── Extracted text
Many people who have read one or more Gospels do not realize a fundamental aspect of Jesus' life: He was a practicing Jew. He and all of His disciples followed the Law. The Last Supper, after all, was a Passover feast. So — why did the Pharisees accuse Him of breaking it so often? To understand it, one needs to understand several aspects of Judaism in 30 A.D.
The scribes, who were a class of specially educated men, became the keepers of the Law, the professors of ancient Judaism; somebody had to be able to read the Torah, after all, and the job naturally fell to those who learned to read and write as part of their occupation. In the thousand years before Christ was born, the scribes evolved from being secretaries to being teachers.
But as men will do, they were not satisfied with reading what was written, and began to interpret it. If a man was unsure what he might do on the Sabbath, who could he ask? He had to ask a scribe. And if the Law was not clear, the scribe would reason something out. There was no baleful intention here and they took it seriously, consulting other scribes and trying to find out if someone else had already answered the question.
────
── Dataset
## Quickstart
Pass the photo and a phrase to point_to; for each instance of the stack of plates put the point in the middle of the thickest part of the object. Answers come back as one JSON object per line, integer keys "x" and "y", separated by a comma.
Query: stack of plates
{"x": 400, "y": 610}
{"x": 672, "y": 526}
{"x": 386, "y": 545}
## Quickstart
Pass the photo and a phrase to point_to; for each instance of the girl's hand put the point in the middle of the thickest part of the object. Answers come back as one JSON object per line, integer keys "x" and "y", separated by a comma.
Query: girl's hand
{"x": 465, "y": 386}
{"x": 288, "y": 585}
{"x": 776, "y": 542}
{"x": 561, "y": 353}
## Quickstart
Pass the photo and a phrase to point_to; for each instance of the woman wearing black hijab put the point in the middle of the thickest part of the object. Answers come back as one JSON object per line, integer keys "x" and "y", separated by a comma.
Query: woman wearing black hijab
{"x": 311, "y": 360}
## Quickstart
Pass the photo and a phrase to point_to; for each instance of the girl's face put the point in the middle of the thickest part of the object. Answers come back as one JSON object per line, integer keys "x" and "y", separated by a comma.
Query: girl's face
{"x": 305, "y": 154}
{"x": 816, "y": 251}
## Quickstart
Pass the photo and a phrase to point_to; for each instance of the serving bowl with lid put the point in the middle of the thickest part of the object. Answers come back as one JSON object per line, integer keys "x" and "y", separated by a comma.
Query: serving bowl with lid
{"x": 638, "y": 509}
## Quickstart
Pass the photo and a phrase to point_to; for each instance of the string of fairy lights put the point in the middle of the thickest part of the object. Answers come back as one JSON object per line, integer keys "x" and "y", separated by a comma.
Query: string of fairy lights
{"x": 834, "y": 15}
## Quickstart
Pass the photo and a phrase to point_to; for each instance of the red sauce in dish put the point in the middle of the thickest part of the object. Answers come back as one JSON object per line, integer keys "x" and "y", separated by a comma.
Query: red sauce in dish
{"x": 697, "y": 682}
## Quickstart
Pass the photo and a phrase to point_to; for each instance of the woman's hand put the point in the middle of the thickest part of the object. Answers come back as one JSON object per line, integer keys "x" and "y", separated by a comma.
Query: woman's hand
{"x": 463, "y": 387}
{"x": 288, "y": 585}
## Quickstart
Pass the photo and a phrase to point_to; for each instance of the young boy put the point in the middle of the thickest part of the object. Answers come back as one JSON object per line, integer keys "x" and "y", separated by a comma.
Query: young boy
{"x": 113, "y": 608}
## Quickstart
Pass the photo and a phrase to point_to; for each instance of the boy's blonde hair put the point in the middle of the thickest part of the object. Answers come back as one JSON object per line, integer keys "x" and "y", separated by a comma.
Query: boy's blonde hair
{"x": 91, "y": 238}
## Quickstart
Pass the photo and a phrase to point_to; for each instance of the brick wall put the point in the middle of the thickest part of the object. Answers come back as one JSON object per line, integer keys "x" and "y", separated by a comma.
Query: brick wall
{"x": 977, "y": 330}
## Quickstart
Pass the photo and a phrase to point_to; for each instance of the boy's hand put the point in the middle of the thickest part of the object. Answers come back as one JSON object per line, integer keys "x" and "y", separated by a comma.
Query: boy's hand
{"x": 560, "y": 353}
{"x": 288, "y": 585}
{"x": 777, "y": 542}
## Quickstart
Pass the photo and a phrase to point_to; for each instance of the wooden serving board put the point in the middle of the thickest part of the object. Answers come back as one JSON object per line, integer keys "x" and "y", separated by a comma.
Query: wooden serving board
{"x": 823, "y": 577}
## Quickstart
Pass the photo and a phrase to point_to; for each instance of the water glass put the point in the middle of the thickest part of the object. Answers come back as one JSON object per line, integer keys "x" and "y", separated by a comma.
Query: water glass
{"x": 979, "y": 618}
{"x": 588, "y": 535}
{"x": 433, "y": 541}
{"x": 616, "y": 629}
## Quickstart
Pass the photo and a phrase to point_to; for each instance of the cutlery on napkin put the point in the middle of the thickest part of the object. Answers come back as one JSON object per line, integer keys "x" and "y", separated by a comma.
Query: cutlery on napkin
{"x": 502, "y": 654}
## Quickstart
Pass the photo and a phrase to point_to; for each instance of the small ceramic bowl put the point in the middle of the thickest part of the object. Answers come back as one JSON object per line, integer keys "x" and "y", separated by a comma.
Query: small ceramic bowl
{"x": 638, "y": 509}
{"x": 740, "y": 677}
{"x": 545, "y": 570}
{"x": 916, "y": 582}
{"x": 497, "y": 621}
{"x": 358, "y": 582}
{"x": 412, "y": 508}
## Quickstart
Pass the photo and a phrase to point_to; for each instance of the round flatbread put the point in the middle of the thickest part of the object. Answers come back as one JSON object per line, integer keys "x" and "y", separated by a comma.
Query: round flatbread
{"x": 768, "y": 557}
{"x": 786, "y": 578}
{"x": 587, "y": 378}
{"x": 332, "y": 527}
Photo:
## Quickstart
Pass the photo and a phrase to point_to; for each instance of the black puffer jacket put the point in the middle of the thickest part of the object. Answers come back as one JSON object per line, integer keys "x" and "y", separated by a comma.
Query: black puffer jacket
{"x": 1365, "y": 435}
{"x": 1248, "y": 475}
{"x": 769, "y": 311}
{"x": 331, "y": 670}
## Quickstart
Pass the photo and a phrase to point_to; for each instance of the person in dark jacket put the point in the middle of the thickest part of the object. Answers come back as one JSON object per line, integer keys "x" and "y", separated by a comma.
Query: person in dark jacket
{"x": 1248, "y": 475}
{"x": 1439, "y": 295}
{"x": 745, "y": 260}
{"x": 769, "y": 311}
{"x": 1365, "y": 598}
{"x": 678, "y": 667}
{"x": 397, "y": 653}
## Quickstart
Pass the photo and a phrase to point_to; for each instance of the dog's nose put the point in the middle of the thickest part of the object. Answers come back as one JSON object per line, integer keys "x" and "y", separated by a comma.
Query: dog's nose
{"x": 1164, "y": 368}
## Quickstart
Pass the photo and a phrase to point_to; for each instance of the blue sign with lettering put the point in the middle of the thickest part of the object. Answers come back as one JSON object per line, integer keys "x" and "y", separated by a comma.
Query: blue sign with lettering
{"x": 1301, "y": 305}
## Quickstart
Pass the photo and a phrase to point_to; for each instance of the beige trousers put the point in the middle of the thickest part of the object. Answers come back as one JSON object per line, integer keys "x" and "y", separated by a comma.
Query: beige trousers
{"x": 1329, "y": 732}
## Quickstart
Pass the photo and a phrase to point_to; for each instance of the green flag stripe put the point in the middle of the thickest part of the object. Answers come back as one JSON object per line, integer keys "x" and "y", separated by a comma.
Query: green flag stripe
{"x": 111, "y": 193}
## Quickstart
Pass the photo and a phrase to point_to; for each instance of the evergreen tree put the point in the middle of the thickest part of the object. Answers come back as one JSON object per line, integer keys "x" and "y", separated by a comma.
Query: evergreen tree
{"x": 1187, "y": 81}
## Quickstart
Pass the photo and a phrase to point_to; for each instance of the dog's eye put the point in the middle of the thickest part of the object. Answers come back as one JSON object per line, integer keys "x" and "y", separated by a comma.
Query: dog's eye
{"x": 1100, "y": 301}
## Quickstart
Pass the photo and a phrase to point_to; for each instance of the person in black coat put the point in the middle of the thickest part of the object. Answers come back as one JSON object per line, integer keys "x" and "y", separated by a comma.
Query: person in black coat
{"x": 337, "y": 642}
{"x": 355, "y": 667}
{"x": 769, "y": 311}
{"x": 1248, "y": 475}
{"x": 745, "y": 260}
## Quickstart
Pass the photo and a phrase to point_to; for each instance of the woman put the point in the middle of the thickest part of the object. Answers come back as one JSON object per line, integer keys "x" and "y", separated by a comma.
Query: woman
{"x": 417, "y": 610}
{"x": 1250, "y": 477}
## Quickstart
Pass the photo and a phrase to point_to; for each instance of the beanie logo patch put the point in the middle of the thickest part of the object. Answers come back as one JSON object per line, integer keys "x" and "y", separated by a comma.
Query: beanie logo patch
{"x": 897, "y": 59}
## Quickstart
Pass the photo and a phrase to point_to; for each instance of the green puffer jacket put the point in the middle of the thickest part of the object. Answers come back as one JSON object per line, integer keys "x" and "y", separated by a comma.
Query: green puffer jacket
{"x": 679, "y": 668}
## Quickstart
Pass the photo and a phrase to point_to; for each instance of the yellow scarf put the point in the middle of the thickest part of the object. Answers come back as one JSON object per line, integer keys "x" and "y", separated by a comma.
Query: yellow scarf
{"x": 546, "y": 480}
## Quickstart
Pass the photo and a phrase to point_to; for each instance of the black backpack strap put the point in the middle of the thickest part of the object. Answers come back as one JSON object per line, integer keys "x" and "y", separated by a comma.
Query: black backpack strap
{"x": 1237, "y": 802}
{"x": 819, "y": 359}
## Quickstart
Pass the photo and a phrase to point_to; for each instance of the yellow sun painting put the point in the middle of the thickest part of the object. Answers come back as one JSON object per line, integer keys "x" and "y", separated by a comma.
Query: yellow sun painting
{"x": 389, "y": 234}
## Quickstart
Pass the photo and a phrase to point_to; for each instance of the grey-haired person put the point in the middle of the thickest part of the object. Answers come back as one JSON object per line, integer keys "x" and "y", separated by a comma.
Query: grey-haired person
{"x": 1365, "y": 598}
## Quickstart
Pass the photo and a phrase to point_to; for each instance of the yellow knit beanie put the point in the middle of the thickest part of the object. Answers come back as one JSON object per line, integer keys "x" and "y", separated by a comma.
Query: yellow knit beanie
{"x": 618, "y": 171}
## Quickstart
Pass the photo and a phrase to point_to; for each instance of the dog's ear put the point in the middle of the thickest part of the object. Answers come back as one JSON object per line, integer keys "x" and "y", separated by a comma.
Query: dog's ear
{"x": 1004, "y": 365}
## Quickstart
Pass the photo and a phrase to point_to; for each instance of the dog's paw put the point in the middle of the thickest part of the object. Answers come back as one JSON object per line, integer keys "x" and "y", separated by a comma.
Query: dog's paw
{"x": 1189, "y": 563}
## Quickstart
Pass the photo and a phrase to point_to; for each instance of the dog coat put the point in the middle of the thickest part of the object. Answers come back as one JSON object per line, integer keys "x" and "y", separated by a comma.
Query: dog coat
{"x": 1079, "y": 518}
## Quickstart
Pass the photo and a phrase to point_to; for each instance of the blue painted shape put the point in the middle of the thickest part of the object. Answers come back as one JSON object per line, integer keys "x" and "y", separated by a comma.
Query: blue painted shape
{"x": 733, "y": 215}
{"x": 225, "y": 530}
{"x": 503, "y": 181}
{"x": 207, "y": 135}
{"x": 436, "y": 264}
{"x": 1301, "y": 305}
────
To-do list:
1/ In the passage on Jesus and the Law, why did the job of reading the Torah fall to the scribes?
2/ Reproduce the passage on Jesus and the Law word for word, from "Many people who" up to and including "Judaism in 30 A.D.".
This data was taken from a separate source.

Solutions below:
1/ Someone had to be able to read the Torah, and the scribes learned to read and write as part of their occupation, so the job naturally fell to them.

2/
Many people who have read one or more Gospels do not realize a fundamental aspect of Jesus' life: He was a practicing Jew. He and all of His disciples followed the Law. The Last Supper, after all, was a Passover feast. So — why did the Pharisees accuse Him of breaking it so often? To understand it, one needs to understand several aspects of Judaism in 30 A.D.